## What the exercise asks
Rewrite the material below from its first line through the line that contains "point(1045, 437)", replacing "fence post" with "wooden fence post" and leaving everything else unchanged.

## Excerpted records
= = = = = = =
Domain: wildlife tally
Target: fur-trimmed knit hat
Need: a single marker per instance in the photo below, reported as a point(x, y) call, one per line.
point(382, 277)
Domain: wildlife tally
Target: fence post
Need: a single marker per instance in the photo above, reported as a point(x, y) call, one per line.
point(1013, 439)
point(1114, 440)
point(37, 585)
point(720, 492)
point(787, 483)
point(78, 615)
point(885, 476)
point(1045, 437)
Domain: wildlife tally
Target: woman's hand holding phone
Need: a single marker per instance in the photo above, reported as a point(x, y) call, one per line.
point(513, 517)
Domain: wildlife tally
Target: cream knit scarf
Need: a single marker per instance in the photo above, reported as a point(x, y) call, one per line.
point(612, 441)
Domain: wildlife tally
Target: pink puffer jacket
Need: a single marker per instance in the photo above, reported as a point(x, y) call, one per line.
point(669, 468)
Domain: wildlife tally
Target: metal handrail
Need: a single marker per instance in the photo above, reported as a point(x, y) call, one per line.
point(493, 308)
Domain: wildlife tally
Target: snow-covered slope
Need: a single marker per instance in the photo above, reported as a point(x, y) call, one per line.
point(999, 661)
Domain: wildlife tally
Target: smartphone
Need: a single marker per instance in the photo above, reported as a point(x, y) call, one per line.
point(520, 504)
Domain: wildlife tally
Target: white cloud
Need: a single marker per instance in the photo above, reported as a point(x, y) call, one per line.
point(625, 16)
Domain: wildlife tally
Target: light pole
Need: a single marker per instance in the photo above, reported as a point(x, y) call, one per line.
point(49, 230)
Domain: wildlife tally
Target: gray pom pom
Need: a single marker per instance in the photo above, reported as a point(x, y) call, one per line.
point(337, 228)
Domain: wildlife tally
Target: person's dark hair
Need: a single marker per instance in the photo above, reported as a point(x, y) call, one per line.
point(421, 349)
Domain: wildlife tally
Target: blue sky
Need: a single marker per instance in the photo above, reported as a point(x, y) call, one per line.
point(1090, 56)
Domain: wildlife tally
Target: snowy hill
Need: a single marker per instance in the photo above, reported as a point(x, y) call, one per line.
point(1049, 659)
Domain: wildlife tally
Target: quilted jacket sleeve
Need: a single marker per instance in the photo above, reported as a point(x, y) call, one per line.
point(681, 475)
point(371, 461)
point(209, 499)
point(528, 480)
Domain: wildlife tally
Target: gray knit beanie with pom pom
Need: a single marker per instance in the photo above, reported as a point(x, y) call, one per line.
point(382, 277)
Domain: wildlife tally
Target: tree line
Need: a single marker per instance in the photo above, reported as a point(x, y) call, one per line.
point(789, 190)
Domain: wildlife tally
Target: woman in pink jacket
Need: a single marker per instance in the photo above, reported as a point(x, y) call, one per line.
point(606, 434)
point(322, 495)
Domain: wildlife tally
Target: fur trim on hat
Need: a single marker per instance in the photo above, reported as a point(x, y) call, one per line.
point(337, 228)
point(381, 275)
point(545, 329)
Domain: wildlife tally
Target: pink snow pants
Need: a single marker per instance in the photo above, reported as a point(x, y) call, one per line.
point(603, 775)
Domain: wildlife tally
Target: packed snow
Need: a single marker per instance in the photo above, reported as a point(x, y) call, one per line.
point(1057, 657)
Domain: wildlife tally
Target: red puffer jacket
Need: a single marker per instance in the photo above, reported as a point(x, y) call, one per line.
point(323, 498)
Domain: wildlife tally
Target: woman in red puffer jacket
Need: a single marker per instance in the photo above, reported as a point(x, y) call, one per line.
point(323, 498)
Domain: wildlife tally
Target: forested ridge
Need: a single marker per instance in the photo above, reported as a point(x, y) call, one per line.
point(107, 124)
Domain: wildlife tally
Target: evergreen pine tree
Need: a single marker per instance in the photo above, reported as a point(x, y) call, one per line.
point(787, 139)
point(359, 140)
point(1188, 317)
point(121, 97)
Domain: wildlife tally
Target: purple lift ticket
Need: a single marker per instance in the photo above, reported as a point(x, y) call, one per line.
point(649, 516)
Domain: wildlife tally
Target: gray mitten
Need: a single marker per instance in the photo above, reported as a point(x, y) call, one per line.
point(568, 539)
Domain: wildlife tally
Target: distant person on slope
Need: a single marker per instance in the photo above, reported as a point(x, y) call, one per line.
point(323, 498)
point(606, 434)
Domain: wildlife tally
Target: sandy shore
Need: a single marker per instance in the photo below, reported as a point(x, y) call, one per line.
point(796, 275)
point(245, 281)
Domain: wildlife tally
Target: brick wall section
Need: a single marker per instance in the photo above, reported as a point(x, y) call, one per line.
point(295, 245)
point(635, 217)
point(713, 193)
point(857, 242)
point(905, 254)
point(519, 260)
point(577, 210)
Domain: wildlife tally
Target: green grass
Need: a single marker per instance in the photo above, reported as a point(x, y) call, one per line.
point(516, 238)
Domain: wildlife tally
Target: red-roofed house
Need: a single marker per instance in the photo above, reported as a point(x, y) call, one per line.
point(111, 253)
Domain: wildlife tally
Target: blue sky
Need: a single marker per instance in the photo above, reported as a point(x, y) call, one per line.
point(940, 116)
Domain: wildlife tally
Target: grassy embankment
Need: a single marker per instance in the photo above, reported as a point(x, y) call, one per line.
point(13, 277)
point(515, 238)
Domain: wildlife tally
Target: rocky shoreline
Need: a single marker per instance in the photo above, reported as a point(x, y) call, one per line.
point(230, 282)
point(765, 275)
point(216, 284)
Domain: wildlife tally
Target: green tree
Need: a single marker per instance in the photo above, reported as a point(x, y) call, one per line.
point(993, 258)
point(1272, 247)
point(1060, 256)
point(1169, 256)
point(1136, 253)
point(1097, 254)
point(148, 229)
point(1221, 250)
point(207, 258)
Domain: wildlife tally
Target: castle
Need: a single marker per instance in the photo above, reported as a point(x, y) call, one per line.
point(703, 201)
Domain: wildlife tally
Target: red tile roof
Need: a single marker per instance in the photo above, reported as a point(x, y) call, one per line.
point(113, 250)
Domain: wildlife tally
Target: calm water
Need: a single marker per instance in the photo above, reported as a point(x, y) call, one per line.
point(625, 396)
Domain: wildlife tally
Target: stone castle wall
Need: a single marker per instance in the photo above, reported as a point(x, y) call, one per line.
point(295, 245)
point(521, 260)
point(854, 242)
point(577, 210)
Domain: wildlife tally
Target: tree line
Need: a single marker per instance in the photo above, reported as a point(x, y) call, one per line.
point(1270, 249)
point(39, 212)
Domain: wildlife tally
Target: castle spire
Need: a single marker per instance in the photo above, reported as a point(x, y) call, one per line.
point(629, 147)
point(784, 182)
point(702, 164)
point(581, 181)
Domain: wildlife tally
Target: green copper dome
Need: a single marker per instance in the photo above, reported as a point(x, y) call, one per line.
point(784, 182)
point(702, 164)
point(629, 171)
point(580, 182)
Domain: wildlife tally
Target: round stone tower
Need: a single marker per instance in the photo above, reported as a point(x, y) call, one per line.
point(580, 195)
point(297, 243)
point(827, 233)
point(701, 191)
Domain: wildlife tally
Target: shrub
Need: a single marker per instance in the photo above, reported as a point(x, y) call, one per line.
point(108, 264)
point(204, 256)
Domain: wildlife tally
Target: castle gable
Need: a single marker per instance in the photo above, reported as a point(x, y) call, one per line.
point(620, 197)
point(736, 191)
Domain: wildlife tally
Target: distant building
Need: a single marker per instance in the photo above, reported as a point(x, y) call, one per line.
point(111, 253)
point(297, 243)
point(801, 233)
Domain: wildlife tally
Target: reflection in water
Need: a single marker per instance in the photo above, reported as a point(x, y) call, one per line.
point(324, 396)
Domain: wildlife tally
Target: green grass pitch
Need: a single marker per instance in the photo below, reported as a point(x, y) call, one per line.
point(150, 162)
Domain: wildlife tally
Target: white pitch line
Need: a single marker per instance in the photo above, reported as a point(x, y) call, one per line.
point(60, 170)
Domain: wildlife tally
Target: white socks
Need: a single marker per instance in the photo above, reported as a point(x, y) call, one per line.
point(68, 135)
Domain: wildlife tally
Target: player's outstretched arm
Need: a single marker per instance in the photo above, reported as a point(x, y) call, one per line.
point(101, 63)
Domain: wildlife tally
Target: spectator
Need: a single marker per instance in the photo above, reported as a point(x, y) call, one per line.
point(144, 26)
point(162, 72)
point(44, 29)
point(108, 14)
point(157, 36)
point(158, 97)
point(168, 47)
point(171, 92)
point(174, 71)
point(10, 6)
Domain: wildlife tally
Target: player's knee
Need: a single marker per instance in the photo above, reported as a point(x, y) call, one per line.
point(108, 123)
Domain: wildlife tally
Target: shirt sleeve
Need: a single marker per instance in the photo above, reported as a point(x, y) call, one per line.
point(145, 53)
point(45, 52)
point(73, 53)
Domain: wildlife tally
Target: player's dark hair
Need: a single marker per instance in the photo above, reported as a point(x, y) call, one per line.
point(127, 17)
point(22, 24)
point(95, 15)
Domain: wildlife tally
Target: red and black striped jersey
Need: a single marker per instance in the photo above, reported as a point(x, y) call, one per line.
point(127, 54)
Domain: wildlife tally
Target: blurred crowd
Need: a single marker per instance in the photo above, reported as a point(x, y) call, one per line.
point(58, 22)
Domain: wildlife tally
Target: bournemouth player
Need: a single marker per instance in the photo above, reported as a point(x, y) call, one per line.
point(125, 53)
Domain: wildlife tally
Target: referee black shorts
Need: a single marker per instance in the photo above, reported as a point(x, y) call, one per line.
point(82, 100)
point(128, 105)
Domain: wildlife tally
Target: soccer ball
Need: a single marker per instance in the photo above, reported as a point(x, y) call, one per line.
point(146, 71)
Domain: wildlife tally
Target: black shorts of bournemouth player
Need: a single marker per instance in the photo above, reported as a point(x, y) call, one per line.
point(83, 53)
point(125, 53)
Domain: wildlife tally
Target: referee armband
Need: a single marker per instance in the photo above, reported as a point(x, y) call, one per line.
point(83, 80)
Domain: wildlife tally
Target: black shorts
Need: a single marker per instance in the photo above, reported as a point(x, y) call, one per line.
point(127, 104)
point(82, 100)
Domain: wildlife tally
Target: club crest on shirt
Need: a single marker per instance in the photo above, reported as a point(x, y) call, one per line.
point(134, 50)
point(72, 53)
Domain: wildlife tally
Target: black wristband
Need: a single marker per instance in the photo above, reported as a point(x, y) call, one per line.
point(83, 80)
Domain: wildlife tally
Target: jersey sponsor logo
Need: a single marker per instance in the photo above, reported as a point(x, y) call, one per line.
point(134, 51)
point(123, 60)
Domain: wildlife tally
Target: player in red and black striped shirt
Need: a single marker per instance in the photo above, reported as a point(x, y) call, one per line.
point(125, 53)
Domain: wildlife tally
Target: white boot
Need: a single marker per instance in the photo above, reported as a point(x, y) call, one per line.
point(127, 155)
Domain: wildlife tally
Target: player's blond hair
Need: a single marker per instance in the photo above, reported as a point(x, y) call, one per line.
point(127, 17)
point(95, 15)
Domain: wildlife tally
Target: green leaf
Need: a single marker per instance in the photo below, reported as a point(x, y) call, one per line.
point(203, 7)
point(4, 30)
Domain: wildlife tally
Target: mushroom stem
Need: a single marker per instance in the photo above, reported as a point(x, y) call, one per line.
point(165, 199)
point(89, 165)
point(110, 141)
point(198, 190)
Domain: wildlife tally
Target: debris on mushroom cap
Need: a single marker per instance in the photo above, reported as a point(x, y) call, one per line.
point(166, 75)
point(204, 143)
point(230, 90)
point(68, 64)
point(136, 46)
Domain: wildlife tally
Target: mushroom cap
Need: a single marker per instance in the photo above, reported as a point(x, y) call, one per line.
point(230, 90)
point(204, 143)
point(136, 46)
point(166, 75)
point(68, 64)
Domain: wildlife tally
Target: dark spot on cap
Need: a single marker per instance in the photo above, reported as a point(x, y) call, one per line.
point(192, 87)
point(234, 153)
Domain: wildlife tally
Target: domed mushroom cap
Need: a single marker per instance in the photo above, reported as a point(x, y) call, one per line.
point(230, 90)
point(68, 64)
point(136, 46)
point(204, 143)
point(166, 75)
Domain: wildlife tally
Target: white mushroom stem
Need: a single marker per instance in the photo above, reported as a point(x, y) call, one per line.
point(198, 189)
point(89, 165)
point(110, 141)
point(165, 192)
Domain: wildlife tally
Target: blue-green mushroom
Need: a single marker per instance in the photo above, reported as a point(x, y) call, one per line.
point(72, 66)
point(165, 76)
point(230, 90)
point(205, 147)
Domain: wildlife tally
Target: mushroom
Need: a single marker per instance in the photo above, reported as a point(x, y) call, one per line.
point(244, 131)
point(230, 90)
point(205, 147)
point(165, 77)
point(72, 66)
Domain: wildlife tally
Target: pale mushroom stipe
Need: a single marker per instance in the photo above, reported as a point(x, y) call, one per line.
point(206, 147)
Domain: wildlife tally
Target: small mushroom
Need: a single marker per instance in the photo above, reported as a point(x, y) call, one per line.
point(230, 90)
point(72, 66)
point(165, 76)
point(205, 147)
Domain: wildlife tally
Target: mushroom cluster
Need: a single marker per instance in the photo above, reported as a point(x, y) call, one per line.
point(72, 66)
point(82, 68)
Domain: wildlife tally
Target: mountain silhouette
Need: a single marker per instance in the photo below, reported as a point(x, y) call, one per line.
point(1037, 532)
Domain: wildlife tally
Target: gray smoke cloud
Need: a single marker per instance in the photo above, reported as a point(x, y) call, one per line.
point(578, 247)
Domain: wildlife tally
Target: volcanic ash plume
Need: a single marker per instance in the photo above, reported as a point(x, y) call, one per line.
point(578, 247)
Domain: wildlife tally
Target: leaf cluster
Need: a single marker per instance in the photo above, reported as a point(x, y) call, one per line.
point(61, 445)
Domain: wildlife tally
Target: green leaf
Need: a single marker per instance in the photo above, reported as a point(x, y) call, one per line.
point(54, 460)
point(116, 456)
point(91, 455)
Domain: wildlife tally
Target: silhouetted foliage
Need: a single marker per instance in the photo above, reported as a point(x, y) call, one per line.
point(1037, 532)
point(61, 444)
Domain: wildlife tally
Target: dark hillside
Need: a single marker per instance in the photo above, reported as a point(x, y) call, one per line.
= = = = = = =
## Task answer
Domain: wildlife tally
Target: fur-trimmed knit hat
Need: a single marker per instance in the photo below, reported as a point(x, y) call, one per line.
point(382, 277)
Domain: wildlife tally
Target: wooden fence post
Need: a single marker per instance in the photo above, reported as a point(x, y) call, one per line.
point(1013, 439)
point(1114, 440)
point(37, 585)
point(720, 492)
point(787, 483)
point(78, 615)
point(885, 476)
point(1045, 437)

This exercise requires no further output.